**** LISTING ****

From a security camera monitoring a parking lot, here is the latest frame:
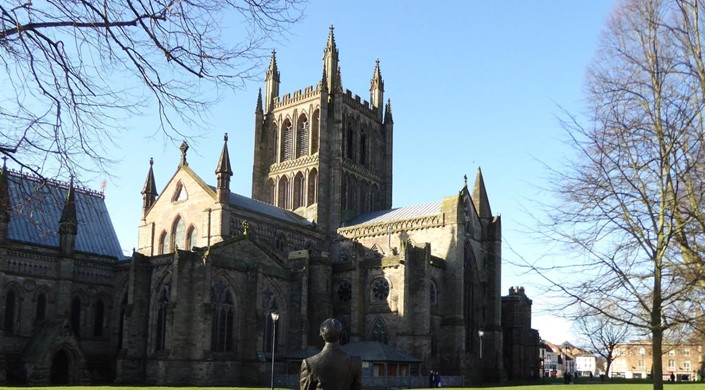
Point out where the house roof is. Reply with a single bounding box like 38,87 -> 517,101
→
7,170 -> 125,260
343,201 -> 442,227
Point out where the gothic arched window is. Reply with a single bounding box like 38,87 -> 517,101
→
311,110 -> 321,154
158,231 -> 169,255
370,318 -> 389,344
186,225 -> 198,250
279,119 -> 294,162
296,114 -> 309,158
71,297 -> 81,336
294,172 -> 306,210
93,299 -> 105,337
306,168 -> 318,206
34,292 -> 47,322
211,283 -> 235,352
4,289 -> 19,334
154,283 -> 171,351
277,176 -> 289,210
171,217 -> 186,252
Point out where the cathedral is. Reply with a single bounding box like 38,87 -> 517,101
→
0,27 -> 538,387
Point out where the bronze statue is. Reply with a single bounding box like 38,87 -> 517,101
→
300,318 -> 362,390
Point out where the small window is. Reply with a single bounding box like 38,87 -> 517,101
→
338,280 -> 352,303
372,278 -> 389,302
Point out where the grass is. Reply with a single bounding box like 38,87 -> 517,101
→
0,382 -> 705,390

****
**** LISTING ****

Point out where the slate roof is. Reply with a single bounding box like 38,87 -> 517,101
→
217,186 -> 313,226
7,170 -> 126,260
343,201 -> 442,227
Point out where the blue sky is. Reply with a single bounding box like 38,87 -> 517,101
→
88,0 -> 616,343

****
**** LISTING ****

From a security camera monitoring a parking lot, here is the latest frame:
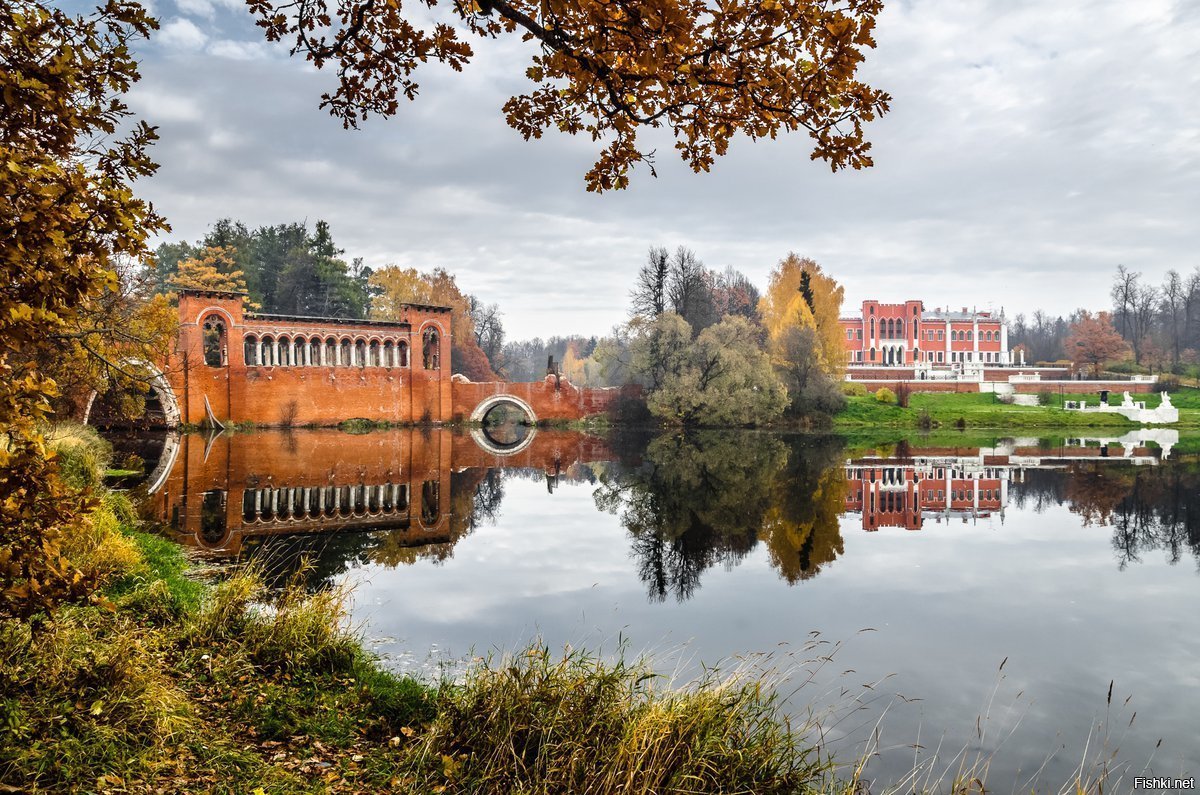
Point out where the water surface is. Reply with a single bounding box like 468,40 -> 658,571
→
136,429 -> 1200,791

****

**WHAT IS ASKED:** Retype everything from the line containing "Point out where the gothic" down to the line containing "0,382 -> 705,390", both included, reproducing each line precisely.

**THE RESPONSE:**
Point out where the gothic arched window is. Reply with a single bounding box like 38,87 -> 517,101
→
311,110 -> 321,154
158,231 -> 169,255
370,318 -> 389,344
186,225 -> 198,250
279,119 -> 294,162
296,114 -> 309,158
71,297 -> 81,336
294,172 -> 306,210
93,299 -> 105,337
306,168 -> 318,206
34,292 -> 47,322
211,283 -> 235,352
4,289 -> 19,334
154,283 -> 171,351
277,176 -> 289,210
171,217 -> 186,252
Point out where the cathedral is. Reply with a single bounding box like 38,87 -> 517,101
→
0,27 -> 538,387
Point out where the bronze statue is. Reply with a single bounding box like 38,87 -> 517,101
→
300,318 -> 362,390
Point out where the small window is. Reply with a single bounding box like 38,87 -> 517,101
→
338,280 -> 352,303
372,278 -> 389,302
Point out where the grass is. Reply with a single bounding box like 38,87 -> 517,101
→
0,382 -> 705,390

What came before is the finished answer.